# [TEXTO]
────────────────────────────────────────

Los zombies, esos seres putrefactos que protagonizan un subgénero de terror bastante taquillero, viven un auge a nivel mundial. Los vemos en películas y series que vienen desde todas partes del mundo: no solo surcoreanas, una auténtica fábrica, sino también incluso desde Rusia, como “To the Lake”, alabada por Stephen King. Todas juegan con las infinitas posibilidades del horror y, en un momento tan espantoso y cercano para todos como la pandemia, sirvieron para exorcizar nuestra propia vida cotidiana.
Y el auge se replica también en el Río de la Plata, donde el terror vive a su vez otra pequeña era dorada. ¿Cómo es que aparecen entre nosotros los “muertos vivos”? En una coincidencia de cartelera, el último mes de abril estrenaron dos películas alusivas: “El último zombie” y “Virus: 32″, de Argentina y Uruguay respectivamente.

────────────────────────────────────────

Registros de origen:
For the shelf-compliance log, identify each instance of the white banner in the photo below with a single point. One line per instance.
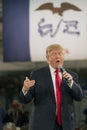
(58, 21)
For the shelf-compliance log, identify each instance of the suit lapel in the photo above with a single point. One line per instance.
(50, 84)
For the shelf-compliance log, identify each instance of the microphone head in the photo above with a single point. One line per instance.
(61, 68)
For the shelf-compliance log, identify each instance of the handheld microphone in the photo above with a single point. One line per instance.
(62, 70)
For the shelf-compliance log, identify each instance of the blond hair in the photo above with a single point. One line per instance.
(53, 47)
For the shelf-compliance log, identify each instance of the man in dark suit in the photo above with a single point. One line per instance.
(41, 87)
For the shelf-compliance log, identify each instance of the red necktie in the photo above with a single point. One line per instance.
(58, 96)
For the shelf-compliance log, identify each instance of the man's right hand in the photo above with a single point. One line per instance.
(27, 84)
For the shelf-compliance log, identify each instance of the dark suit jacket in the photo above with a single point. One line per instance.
(44, 110)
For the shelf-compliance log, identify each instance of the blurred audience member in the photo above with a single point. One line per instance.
(15, 114)
(2, 115)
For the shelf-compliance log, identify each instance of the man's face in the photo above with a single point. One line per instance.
(55, 58)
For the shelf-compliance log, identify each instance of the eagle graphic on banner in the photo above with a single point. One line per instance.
(64, 7)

────────────────────────────────────────

# [EJERCICIOS PROPUESTOS]
- A) Según el texto sobre el auge de los zombies, ¿qué función cumplieron estas películas y series durante la pandemia? Responde en una a tres oraciones.
- B) Indica si cada afirmación coincide con el texto sobre el auge de los zombies y cita las palabras que lo deciden: (i) “To the Lake” es una producción surcoreana. (ii) “Virus: 32” es una película uruguaya. (iii) Las dos películas mencionadas se estrenaron en abril.
- C) Prosigue el texto sobre el auge de los zombies a partir de su última oración.

# [RESPUESTAS]
- A) Durante la pandemia, un momento espantoso y cercano para todos, estas películas y series sirvieron para exorcizar nuestra propia vida cotidiana.

- B)
(i) No: «incluso desde Rusia, como “To the Lake”, alabada por Stephen King».
(ii) Sí: «“El último zombie” y “Virus: 32″, de Argentina y Uruguay respectivamente».
(iii) Sí: «el último mes de abril estrenaron dos películas alusivas».

- C)
El género se ha hecho mundialmente famoso, entre otras cosas, por conjugar gore sin límite y escenas de persecución que pueden pasar del thriller a las escenas de acción más alocadas (recordemos a los zombies surcoreanos). En todo caso, hablamos de producciones con grandes presupuestos.
Pero suelen decir que a veces de las carencias surgen las fortalezas, y en este caso eso se traduce en dos películas que se ven obligadas a buscar nuevos matices para ofrecer una experiencia válida y que no sea catalogada de “clase B”. Una originalidad que sale de un hecho evidente: no hay millones de dólares.
El caso de “Virus: 32″ es interesante de analizar: sin posibilidad de contratar una horda de extras, toneladas de insumos para maquillarlos y algunos efectos especiales, el director Gustavo Hernández decidió situar la acción en un inmenso club deportivo. A las grandes locaciones destruidas contrapone espacios cerrados (aunque no por ello pequeños).
El apocalipsis sucede afuera y los zombies la amenazan desde ese exterior: los vemos treparse a las ventanas, asomarse en ellas y matar a otras personas en la calle, pero desde la visión restringida de la propia protagonista, que espía a través de las aberturas que encuentra. Cuando la cámara hace algún travelling, la ciudad se ve solitaria y devastada por la inclusión de algunos focos de incendio, pero no se ven zombies.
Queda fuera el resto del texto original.